*Reading text*.

============================================================

But the compiled file takes very long time to finish. And the result was not correct.

Can I use OpenACC to parallelize sequecial code which using many function calls?

Or Do I have to break and divide big_function() to small parts?


I’m using
Ubuntu 14.04 LTS
PGI 15.7
CUDA 6.5
NVIDIA GeForce 960GTX (Maxwell architecture)

Can I use OpenACC to parallelize sequecial code which using many function calls?

Yes, and you have the right idea on how to do this. The only thing I would add is “seq” after “#pragma acc routine” to indicate that these are sequential functions. I would also add “#pragma acc routine seq” just before the function definition.

Or Do I have to break and divide big_function() to small parts?

You do not have to. Though larger kernels do typically use more resources so may not be as performant as smaller kernels. However, this needs to weighted against the added cost of adding additional kernel launches. Since this is more of optimization step, I wouldn’t worry about this now.

But the compiled file takes very long time to finish.

Try adding the flag “-ta=tesla:cc50”. By default we generate binaries that will run on four different target compute capabilities. This helps in portability but can lead to longer compile times, especially for large pieces of code. “cc50” say to compile for only Maxwell architectures, thus should help reduce the compile time.

small_function_2_with_data_dependencies

This concerns me. What are the dependencies? If it’s only within the function, then it shouldn’t matter given it will be run sequentially. However, if the dependencies are across the outer parallel loops, this may be the source of your wrong answers.

And the result was not correct

Without a reproducing example, I can’t tell why you would be getting incorrect answer.

Hope this helps,
Mat

============================================================

*Given information*.

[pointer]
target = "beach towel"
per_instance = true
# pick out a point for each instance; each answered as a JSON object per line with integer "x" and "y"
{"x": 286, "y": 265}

============================================================

*Jobs*.
[A] In the OpenACC thread, which compiler flag is suggested to reduce the long compile time?
[B] Write out the stretch of the OpenACC thread from "small_function_2_with_data_dependencies" through "getting incorrect answer." word for word.
Rely on the OpenACC thread alone, not on the records.

*The results*.
[A] -ta=tesla:cc50

[B]
small_function_2_with_data_dependencies

This concerns me. What are the dependencies? If it’s only within the function, then it shouldn’t matter given it will be run sequentially. However, if the dependencies are across the outer parallel loops, this may be the source of your wrong answers.

And the result was not correct

Without a reproducing example, I can’t tell why you would be getting incorrect answer.